WHAT YOU NEED TO DO -
Quote all of the lines below word for word, and leave the pictures out of your answer.

(Items for identifying locations)
* Start *
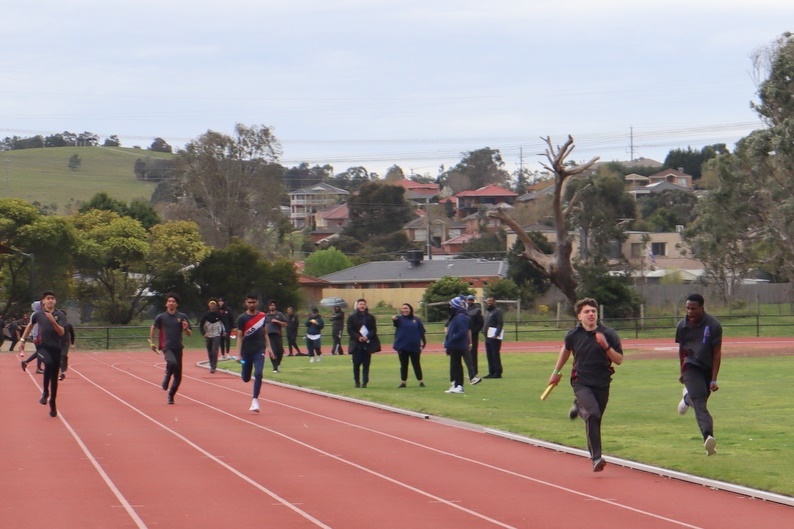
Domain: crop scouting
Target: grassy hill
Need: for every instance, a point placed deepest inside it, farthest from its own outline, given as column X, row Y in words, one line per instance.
column 44, row 176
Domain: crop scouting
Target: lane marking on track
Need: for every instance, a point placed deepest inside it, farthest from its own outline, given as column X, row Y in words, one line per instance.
column 450, row 503
column 279, row 500
column 283, row 501
column 101, row 471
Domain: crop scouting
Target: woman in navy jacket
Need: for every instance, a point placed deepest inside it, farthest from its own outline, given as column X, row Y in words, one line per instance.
column 409, row 340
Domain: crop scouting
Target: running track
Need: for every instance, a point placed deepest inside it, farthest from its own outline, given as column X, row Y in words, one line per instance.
column 118, row 456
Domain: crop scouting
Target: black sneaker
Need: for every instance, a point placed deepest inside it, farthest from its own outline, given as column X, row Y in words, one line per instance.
column 573, row 413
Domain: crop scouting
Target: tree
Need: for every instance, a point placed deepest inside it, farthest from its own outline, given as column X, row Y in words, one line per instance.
column 137, row 209
column 441, row 291
column 30, row 239
column 239, row 269
column 230, row 185
column 377, row 209
column 324, row 262
column 728, row 250
column 602, row 210
column 531, row 281
column 557, row 266
column 117, row 260
column 160, row 145
column 477, row 169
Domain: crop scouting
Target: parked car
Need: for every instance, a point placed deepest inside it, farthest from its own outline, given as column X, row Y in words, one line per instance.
column 333, row 302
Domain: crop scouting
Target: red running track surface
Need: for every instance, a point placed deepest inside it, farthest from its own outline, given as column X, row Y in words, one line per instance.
column 118, row 456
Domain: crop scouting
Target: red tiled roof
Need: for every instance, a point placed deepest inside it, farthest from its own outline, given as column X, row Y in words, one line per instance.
column 492, row 190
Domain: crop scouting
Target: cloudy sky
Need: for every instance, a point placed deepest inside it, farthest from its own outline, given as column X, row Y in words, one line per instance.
column 382, row 82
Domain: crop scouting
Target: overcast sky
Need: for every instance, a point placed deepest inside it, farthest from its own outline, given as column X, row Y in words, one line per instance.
column 383, row 82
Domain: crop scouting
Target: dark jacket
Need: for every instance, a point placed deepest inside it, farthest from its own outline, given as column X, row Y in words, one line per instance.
column 337, row 321
column 354, row 323
column 493, row 318
column 457, row 337
column 475, row 318
column 409, row 334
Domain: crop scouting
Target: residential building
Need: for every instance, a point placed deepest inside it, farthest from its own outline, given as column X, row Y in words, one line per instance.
column 397, row 282
column 307, row 201
column 470, row 201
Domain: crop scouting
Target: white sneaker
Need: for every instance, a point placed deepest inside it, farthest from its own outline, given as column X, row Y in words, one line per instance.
column 710, row 445
column 683, row 406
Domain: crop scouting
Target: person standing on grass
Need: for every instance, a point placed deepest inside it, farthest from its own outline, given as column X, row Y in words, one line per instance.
column 227, row 318
column 699, row 339
column 337, row 326
column 457, row 343
column 595, row 348
column 409, row 341
column 275, row 321
column 292, row 332
column 493, row 328
column 251, row 346
column 314, row 327
column 363, row 331
column 51, row 323
column 171, row 325
column 476, row 323
column 212, row 328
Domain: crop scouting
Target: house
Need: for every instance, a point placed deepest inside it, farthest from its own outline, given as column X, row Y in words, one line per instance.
column 470, row 201
column 547, row 231
column 417, row 192
column 673, row 176
column 441, row 229
column 330, row 222
column 657, row 187
column 397, row 282
column 307, row 201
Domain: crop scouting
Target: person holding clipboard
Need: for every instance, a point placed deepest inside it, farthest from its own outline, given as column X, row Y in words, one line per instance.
column 493, row 329
column 363, row 331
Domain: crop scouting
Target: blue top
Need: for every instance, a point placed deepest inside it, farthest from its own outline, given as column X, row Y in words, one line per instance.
column 409, row 334
column 458, row 332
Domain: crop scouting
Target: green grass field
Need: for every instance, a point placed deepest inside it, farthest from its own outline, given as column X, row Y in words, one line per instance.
column 43, row 175
column 754, row 421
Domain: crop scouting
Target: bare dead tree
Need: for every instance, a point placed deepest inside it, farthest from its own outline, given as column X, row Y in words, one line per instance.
column 557, row 266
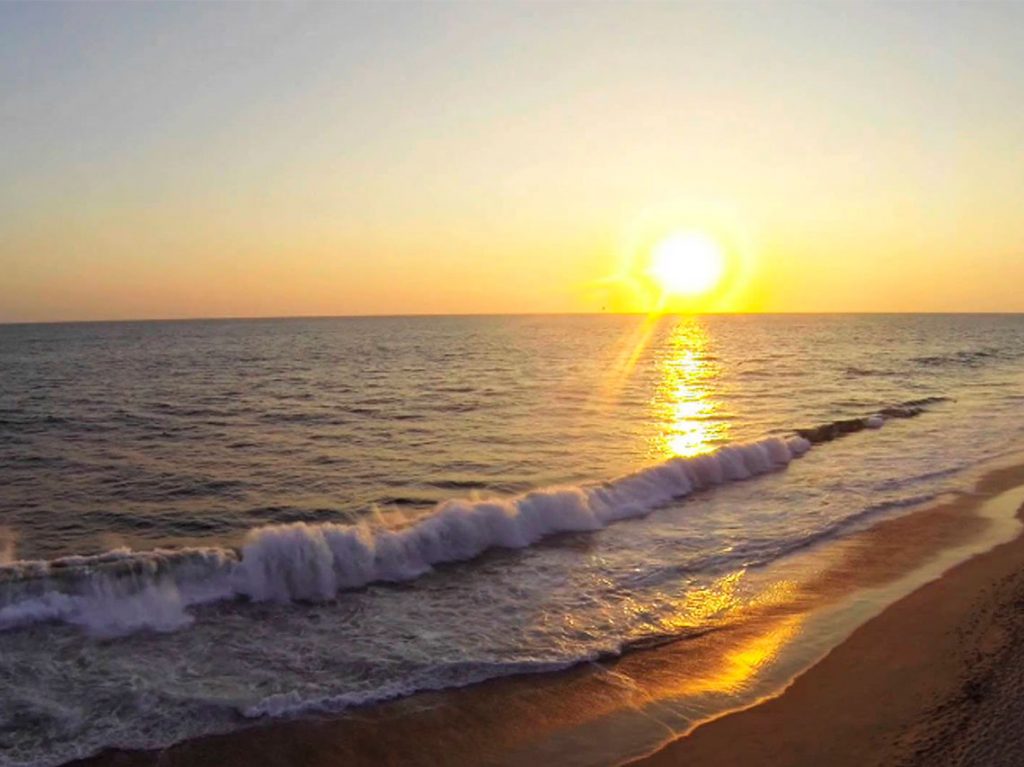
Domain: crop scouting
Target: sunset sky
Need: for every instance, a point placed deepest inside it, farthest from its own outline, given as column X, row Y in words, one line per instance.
column 232, row 160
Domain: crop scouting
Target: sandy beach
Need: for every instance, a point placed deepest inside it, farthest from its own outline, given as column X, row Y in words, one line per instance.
column 931, row 680
column 934, row 680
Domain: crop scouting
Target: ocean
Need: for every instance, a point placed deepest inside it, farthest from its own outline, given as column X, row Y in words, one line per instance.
column 207, row 523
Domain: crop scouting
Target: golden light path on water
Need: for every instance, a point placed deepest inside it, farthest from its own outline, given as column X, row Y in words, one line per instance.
column 691, row 419
column 686, row 402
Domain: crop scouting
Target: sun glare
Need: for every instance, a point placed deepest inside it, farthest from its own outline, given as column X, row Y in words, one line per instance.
column 687, row 263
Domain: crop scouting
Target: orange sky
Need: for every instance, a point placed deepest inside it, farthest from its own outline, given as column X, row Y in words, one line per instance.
column 171, row 161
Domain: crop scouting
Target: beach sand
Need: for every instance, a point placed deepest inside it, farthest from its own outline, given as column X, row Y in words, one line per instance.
column 936, row 679
column 932, row 680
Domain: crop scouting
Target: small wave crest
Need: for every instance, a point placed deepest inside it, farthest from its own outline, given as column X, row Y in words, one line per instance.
column 122, row 591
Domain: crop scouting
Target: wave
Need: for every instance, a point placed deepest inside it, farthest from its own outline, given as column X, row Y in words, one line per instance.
column 835, row 429
column 123, row 591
* End *
SOLUTION -
Domain: crop scouting
Target: grassy hill
Need: for every instance, a point placed deepest inside it, farthest from its own outline, given as column X, row Y in words, one line per instance.
column 44, row 176
Domain: crop scouting
Target: lane marking on track
Need: for every instance, a point placed deepest inside it, farthest from its own outline, given as column X, row Y in words, one line per instance.
column 450, row 503
column 279, row 500
column 283, row 501
column 101, row 471
Domain: crop scouting
Target: woman in navy jacket
Need: for every instance, a point placed deepest inside it, farthest from its own outline, given as column X, row Y in words, one line per instance.
column 409, row 340
Domain: crop scouting
Target: running track
Need: for every instance, a point placed deepest inside it, farthest from its own outline, given as column X, row Y in words, one line per instance.
column 118, row 456
Domain: crop scouting
Target: black sneaker
Need: for every instance, a point placed deepest inside it, farthest from its own outline, given as column X, row Y in words, one line per instance.
column 573, row 413
Domain: crop scouting
Target: tree
Need: for every instance, a point placed deepest inside it, farthest from its own outline, given as column X, row Y in words, one line per instance.
column 137, row 209
column 441, row 291
column 30, row 239
column 239, row 269
column 230, row 185
column 377, row 209
column 324, row 262
column 728, row 250
column 602, row 210
column 531, row 281
column 557, row 266
column 117, row 260
column 160, row 145
column 477, row 169
Domain: crop scouting
Target: parked car
Need: for every instance, a point placed deepest inside it, farthest from its own outline, given as column X, row Y in words, one line per instance.
column 333, row 302
Domain: crop scouting
Target: red running track surface
Need: for every instance, a point placed deepest inside it, farthest from its own outline, given as column X, row Y in words, one line per instance.
column 118, row 456
Domain: crop scouting
Target: red tiled roof
Need: for every instance, a point placed deepest inside it, farthest from its own outline, given as column X, row Y in words, one line per instance.
column 492, row 190
Domain: crop scouting
Target: cloudy sky
Need: for every instance, a point placed deepest inside it, farthest from its own outline, given as column X, row Y in words, one line per instance.
column 382, row 82
Domain: crop scouting
Target: overcast sky
Need: for every instance, a point placed deepest inside it, farthest from its own outline, given as column X, row Y in words, one line per instance.
column 383, row 82
Domain: crop scouting
Target: dark jacket
Need: for every instance, a point placed deepest inside it, farthest from its own outline, given as column X, row Y in words, one line per instance.
column 337, row 321
column 354, row 323
column 493, row 318
column 457, row 337
column 475, row 318
column 409, row 334
Domain: crop scouting
Target: residential building
Need: for every instance, a point placed deepest inside it, farthest from its own outline, given as column X, row Y in words, one line per instance.
column 397, row 282
column 307, row 201
column 470, row 201
Domain: crop scouting
Target: white sneaker
Need: for every instance, a point placed deepest inside it, farthest from its own outline, given as column X, row Y in words, one line per instance.
column 710, row 445
column 683, row 406
Domain: crop scouting
Target: person standing on grass
Need: for every instance, a point placed deepest inside it, farthest from its own outline, given as column X, row Y in words, one line per instance.
column 227, row 318
column 699, row 339
column 337, row 326
column 457, row 343
column 595, row 348
column 409, row 341
column 275, row 321
column 292, row 332
column 493, row 328
column 251, row 346
column 314, row 327
column 363, row 331
column 51, row 323
column 171, row 325
column 476, row 323
column 212, row 328
Domain: crop scouting
Target: house
Need: for every instance, a point placed deepest inside it, farthest from its own outline, given as column X, row Y in words, one line per instance.
column 470, row 201
column 547, row 231
column 417, row 192
column 673, row 176
column 441, row 229
column 330, row 222
column 657, row 187
column 397, row 282
column 307, row 201
Domain: crop scouting
Target: person holding clipboard
Need: for every instance, a point placed deepest inside it, farthest from its own outline, given as column X, row Y in words, one line per instance.
column 493, row 329
column 363, row 331
Domain: crop scouting
Target: blue top
Need: for every instance, a point placed deepest inside it, farthest from its own outline, given as column X, row Y in words, one line per instance.
column 409, row 334
column 458, row 332
Domain: crop scouting
Target: green grass field
Need: for every instance, a point placed deepest inside it, farthest from its own outline, given as column X, row Y in words, one line per instance.
column 43, row 175
column 754, row 421
Domain: crop scouting
Target: bare dead tree
Need: for every instance, a point placed deepest inside it, farthest from its own outline, given as column X, row Y in words, one line per instance.
column 557, row 266
Domain: crop scouting
Target: sunset sky
Need: for every instance, a point placed deepest inside it, farthest from its own outline, given as column X, row Y in words, one line per instance.
column 232, row 160
Domain: crop scouting
Target: sandy beach
Need: for every instance, a point placed deepest inside it, farthest from its own outline, given as column X, row Y in words, one line per instance.
column 931, row 680
column 934, row 680
Domain: crop scouting
Target: ocean
Need: for every instance, a point placed deepest inside it, farthest from its own outline, given as column X, row Y in words, one line per instance.
column 207, row 523
Domain: crop scouting
Target: golden light path on water
Need: for every instance, a point placed deepest inside it, farthest from its own outline, given as column X, row Y in words, one line per instance.
column 691, row 419
column 686, row 402
Domain: crop scouting
Target: sun glare
Need: for every instance, a point placed deepest inside it, farthest from its own outline, given as column X, row Y in words, one line per instance.
column 687, row 263
Domain: crop scouting
Target: orange sky
Need: for every instance, a point placed deepest inside it, farthest from its own outline, given as column X, row Y in words, one line per instance.
column 171, row 161
Domain: crop scouting
Target: beach sand
Need: for every instance, a point placed deepest inside it, farthest from its own outline, given as column X, row Y in words, one line per instance.
column 936, row 679
column 932, row 680
Domain: crop scouting
Target: small wave crest
Need: for every instance, a point placed deepest inside it, farthest from its own outline, given as column X, row Y in words, one line per instance.
column 122, row 591
Domain: crop scouting
Target: wave
Need: for every instance, a point placed deepest inside it, farthest from its own outline, given as column X, row Y in words, one line per instance.
column 835, row 429
column 123, row 591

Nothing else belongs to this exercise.